═════ Texte du document ═════
# Synchronisation iPad air impossible



## novice95 (24 Février 2015)

Bonjour à tous, 

Depuis quelques temps déjà, lorsque je connecte mon iPad à mon MBP, celui-ci n'apparait pas dans iTunes. D'ailleurs iTunes le "reconnait" comme un iPhone et m'affiche le message d'erreur suivant: "iTunes n'a pas pu se connecter à cet iPhone. Cet appareil n'est plus connecté". 
L'icone de la batterie sur l'iPad se met alors à clignoter et iPhoto s'ouvre et se ferme de manière intempestive. La synchronisation s'opère donc de manière aléatoire. 

J'avais déjà ce souci avec la version précédente d'iOS. Je suis maintenant à la 8.3.1.

Je sais que les ports USB de mon Mac ne sont pas en cause car mes autres périphériques fonctionnent très bien. Ce n'est pas non plus mon câble car la recharge sur secteur ne pose aucun problème.

Y a-t-il une solution qui ne m'oblige pas à la réinitialiser ?

Merci d'avance pour vos réponses.


----------



## Lauange (10 Mars 2015)

Salut, est ce que tu as essayé de réparer les permissions du disque ?


----------



## novice95 (11 Mars 2015)

Oui, plusieurs fois même mais rien ne change.


----------



## Bruno de Malaisie (16 Mars 2015)

Ton iPad est sous iOS 8.3.1. 
Cela explique certainement cela. C'est une bêta


----------



## Bigdidou (16 Mars 2015)

Bruno de Malaisie a dit:


> Ton iPad est sous iOS 8.3.1.
> Cela explique certainement cela. C'est une bêta



Ce qui est bizarre c'est qu'il me semble qu'il y a une 8.1.3, une 8.3 bêta mais pas de 8.3.1. Je me demande si les doigts n'ont pas fourché et transformé un 8.1.3 en 8.3.1.
Bref...
J'essaierais un autre câble quand même. J'ai eu un ou deux câbles qui rechargeaient parfaitement mais étaient incapables de transférer correctement des datas (vérifie bien les connecteurs, il n'y en a pas un qui a un aspect un peu différent, plus sombre, par exemple ?).
Sinon, à part restaurer l'iPad, je ne vois pas. Ça m'étonnerait qu'on puisse faire l'économie de cette étape.
Si elle ne fonctionne pas, et que le changement de câble ne donne rien non plus, je me demande si l'étape suivante ne sera pas une visite à l'Apple Store (ou à un SAV).


----------



## novice95 (14 Avril 2015)

Oui mon iPad est en 8.3. J'ai fait la mise à jour hier et je pensais que cela réglerait le problème mais ce n'est pas le cas. 

Qu'entends-tu par "un aspect plus sombre" ? Un connecteur oxydé ? 

Je viens à l'instant de le synchroniser. Il a mis un petit temps à être reconnu par iTunes, le petit éclair symbolisant la recharge à côté de l'icône de la batterie de l'ipad apparaissait puis disparaissait, mais finalement la synchro s'est déroulée correctement.
═════
== Exercice ==
Rédigez la suite de la discussion sur la synchronisation de l'iPad en reprenant juste après son dernier message. La liste ci-dessous n'a aucun lien avec la discussion sur la synchronisation de l'iPad.
═════ Données ═════
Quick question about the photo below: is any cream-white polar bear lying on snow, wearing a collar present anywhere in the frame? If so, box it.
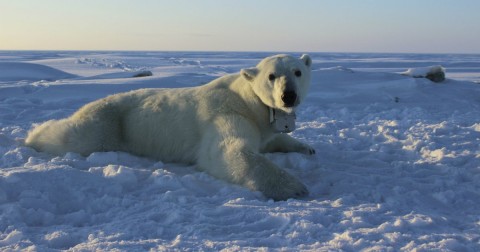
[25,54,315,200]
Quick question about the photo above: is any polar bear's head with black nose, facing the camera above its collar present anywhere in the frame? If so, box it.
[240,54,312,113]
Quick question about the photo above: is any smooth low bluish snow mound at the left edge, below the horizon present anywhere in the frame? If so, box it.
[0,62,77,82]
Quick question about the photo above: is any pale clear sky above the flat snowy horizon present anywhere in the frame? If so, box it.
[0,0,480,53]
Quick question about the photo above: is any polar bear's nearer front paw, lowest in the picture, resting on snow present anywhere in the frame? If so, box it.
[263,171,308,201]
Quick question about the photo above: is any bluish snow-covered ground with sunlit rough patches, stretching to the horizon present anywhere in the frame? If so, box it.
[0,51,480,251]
═════
═════ Données ═════
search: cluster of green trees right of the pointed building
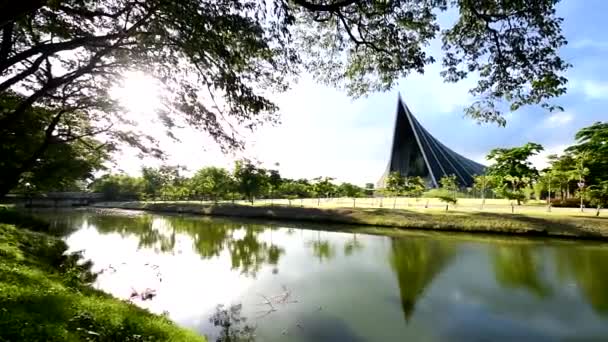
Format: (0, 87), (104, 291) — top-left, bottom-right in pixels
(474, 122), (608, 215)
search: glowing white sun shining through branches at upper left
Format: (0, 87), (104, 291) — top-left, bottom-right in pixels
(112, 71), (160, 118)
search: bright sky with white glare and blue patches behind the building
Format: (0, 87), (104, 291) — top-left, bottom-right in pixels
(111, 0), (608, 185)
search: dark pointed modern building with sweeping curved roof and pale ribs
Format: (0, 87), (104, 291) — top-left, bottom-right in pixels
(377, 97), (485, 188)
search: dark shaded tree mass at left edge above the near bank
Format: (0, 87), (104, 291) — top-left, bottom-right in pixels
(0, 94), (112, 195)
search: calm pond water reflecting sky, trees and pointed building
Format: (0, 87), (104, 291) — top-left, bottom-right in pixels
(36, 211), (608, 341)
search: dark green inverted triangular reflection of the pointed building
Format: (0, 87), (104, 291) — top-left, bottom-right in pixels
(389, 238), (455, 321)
═════
== Corrigé ==
J'irai faire un tour chez un APR demain et je vous tiendrai au courant.


----------



## Mirabelle55 (14 Août 2015)

J'ai le même problème avec mon ipad et mon iphone, quelque soit le câble que j'utilise. Lorsque je les branche à mon imac, parfois ça synchronise sans problème mais souvent, il semble que la connexion se fasse normalement mais ça repart (et donc, ça bipe et j'ai droit au message comme quoi l'appareil n'est plus connecté)
Tous les OS sont à jour.
As-tu réussi à solution ton problème ?


----------



## lineakd (15 Août 2015)

@Mirabelle55, as tu essayé un autre port usb de ton ordi? De la lecture...


----------



## ghaleon111 (27 Octobre 2015)

J'ai le même problème, je ne sais plus quoi faire


----------



## mbrahim (1 Novembre 2015)

ghaleon111 a dit:


> J'ai le même problème, je ne sais plus quoi faire



J'ai eu le même problème. Finalement je l'ai résolu simplement en appuyant simultanément sur les boutons arrêt et home de l'iPad pendant quelques secondes, jusqu'à l'apparition de la pomme. Après redémarrage de l'ipad, la connection avec iTunes est rétablie à la normale. 

source astuce : http://www.monsav.com/blog/iphone-ipod-ipad-plus-reconnu-itunes/


----------



## o0pik (2 Novembre 2015)

oui comme dit mbrahim essaye cette solution la sinon mais à jour ton ipad avec la dernière version ios et voie ce que ça donne.


----------



## ghaleon111 (23 Novembre 2015)

ça ne marche toujours pas, dés que je branche ça se branche et déconnecte sans arret


----------



## Bigdidou (29 Novembre 2015)

Comme expliqué plus haut, tus as testé avec un autre câble, sur une autre session utilisateur (sur ton Mac, bien sûr) ?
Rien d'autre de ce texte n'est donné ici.